# Exercise prompt
Write out every entry exactly as it stands.
-------- Source data
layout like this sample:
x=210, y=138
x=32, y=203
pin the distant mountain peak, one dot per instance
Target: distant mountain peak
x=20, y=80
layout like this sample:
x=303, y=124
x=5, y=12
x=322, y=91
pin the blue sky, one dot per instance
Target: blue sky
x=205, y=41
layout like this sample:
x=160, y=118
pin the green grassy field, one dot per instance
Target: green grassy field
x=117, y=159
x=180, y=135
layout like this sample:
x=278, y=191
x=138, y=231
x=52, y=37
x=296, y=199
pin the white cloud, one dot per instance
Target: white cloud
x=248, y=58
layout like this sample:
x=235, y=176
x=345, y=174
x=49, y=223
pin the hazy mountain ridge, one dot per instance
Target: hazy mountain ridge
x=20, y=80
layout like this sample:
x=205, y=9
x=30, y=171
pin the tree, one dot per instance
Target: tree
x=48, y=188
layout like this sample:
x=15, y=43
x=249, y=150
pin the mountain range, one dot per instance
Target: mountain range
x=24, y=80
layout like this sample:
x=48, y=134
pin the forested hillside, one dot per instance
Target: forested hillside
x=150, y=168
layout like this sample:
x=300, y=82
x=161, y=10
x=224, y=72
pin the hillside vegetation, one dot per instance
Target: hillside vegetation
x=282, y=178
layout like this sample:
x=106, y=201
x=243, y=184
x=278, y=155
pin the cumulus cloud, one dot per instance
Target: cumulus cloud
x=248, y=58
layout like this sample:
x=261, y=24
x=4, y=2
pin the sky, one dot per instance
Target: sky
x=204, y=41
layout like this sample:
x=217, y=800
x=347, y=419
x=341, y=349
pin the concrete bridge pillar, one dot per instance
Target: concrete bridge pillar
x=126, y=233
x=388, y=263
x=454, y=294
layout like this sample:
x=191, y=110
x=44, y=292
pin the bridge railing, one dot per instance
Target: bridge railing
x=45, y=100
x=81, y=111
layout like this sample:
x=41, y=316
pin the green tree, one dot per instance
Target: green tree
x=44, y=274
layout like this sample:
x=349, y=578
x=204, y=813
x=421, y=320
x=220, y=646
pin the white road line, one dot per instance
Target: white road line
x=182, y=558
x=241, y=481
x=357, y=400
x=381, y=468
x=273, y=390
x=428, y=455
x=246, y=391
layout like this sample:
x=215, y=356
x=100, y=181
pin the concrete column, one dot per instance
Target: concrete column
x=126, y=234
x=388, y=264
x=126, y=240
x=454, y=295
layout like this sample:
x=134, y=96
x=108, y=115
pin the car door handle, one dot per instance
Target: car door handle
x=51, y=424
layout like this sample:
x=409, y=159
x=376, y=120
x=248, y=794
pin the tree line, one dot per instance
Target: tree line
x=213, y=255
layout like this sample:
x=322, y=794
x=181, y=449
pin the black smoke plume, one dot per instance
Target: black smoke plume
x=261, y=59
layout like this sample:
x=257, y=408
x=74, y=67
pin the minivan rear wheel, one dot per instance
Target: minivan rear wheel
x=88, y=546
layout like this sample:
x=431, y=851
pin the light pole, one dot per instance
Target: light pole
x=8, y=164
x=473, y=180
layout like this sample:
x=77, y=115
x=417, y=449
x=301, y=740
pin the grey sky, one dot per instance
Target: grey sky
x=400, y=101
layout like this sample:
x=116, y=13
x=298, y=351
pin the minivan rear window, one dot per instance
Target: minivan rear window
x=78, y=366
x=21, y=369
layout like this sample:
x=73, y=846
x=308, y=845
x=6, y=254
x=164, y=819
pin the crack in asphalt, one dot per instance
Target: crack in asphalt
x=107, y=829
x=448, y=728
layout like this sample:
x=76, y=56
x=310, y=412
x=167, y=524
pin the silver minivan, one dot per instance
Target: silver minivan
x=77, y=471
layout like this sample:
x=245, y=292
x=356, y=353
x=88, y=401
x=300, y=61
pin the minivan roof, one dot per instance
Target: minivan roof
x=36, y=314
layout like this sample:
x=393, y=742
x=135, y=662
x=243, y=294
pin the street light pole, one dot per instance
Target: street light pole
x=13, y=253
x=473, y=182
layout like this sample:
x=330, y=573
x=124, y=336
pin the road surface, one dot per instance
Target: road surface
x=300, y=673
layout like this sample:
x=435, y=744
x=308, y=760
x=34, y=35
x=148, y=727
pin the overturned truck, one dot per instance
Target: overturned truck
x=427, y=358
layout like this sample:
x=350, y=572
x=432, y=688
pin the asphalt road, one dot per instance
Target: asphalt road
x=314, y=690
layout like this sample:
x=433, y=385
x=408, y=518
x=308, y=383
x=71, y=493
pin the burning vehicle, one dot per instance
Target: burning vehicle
----------------
# Written solution
layout like this sample:
x=210, y=138
x=32, y=203
pin the distant mountain peak, one dot per instance
Target: distant mountain peak
x=20, y=80
layout like this sample:
x=303, y=124
x=5, y=12
x=322, y=91
pin the blue sky, one dot per instance
Target: blue sky
x=205, y=41
layout like this sample:
x=160, y=118
pin the green grassy field, one dot per instance
Target: green grassy field
x=117, y=159
x=180, y=135
layout like this sample:
x=278, y=191
x=138, y=231
x=52, y=37
x=296, y=199
pin the white cloud, one dot per instance
Target: white cloud
x=248, y=58
layout like this sample:
x=235, y=176
x=345, y=174
x=49, y=223
pin the hazy mountain ridge, one dot per instance
Target: hazy mountain ridge
x=20, y=80
layout like this sample:
x=205, y=9
x=30, y=171
pin the tree, one dot per instance
Target: tree
x=48, y=188
layout like this sample:
x=15, y=43
x=249, y=150
pin the mountain range, one dot per instance
Target: mountain range
x=24, y=80
layout like this sample:
x=48, y=134
pin the forested hillside, one dot per instance
Target: forested hillside
x=150, y=168
layout like this sample:
x=300, y=82
x=161, y=10
x=224, y=72
pin the hillside vegetation, one dot per instance
Target: hillside vegetation
x=282, y=178
layout like this sample:
x=106, y=201
x=243, y=184
x=278, y=155
pin the cumulus cloud, one dot per instance
Target: cumulus cloud
x=248, y=58
layout like this sample:
x=261, y=24
x=4, y=2
pin the sky, one dot per instance
Target: sky
x=204, y=41
layout like this sample:
x=217, y=800
x=347, y=419
x=341, y=349
pin the concrete bridge pillar, one dot per instance
Target: concrete bridge pillar
x=126, y=233
x=388, y=263
x=454, y=294
layout like this sample:
x=191, y=110
x=44, y=292
pin the bridge railing, one dot per instance
Target: bridge railing
x=45, y=100
x=81, y=111
layout like this sample:
x=41, y=316
pin the green tree, one dot per instance
Target: green tree
x=44, y=274
layout like this sample:
x=349, y=578
x=204, y=813
x=421, y=320
x=220, y=646
pin the white road line, one dot per instance
Target: white road line
x=182, y=558
x=241, y=481
x=357, y=400
x=381, y=468
x=273, y=390
x=428, y=455
x=246, y=391
layout like this sample:
x=215, y=356
x=100, y=181
pin the concrete column, one dot per instance
Target: concrete column
x=126, y=234
x=388, y=264
x=126, y=240
x=454, y=295
layout like this sample:
x=134, y=96
x=108, y=115
pin the car door handle, one dot per instance
Target: car door handle
x=51, y=424
layout like this sample:
x=409, y=159
x=376, y=120
x=248, y=794
pin the tree line, one dot per instance
Target: tree line
x=213, y=255
layout like this sample:
x=322, y=794
x=181, y=449
pin the black smoke plume, one dot per instance
Target: black smoke plume
x=261, y=59
layout like this sample:
x=257, y=408
x=74, y=67
pin the minivan rear wheel, one dot per instance
Target: minivan rear wheel
x=88, y=546
layout like this sample:
x=431, y=851
pin the light pole, one dot per instance
Target: light pole
x=8, y=164
x=473, y=180
layout like this sample:
x=77, y=115
x=417, y=449
x=301, y=740
pin the grey sky, one dot per instance
Target: grey sky
x=400, y=101
layout like this sample:
x=116, y=13
x=298, y=351
pin the minivan rear window, one dot per instance
Target: minivan rear window
x=78, y=366
x=21, y=369
layout like this sample:
x=73, y=846
x=308, y=845
x=6, y=254
x=164, y=819
pin the crack in asphalt, one dot per instance
Target: crack in asphalt
x=107, y=829
x=448, y=728
layout like this sample:
x=76, y=56
x=310, y=412
x=167, y=524
pin the silver minivan, one dot per instance
Target: silver minivan
x=77, y=471
layout like this sample:
x=245, y=292
x=356, y=353
x=88, y=401
x=300, y=61
pin the minivan roof, one dot per instance
Target: minivan roof
x=36, y=314
layout like this sample:
x=393, y=742
x=135, y=662
x=243, y=294
pin the street light pole, one dot per instance
Target: street light pole
x=13, y=253
x=473, y=182
layout like this sample:
x=330, y=573
x=124, y=336
pin the road surface, one dot per instance
Target: road surface
x=300, y=673
layout like this sample:
x=435, y=744
x=308, y=760
x=34, y=35
x=148, y=727
pin the overturned truck, one dot per instance
Target: overturned truck
x=427, y=358
layout like this sample:
x=350, y=572
x=432, y=688
pin the asphalt road, one dot per instance
Target: asphalt road
x=314, y=690
layout like this sample:
x=433, y=385
x=408, y=518
x=308, y=383
x=71, y=493
pin the burning vehicle, one dot per instance
Target: burning vehicle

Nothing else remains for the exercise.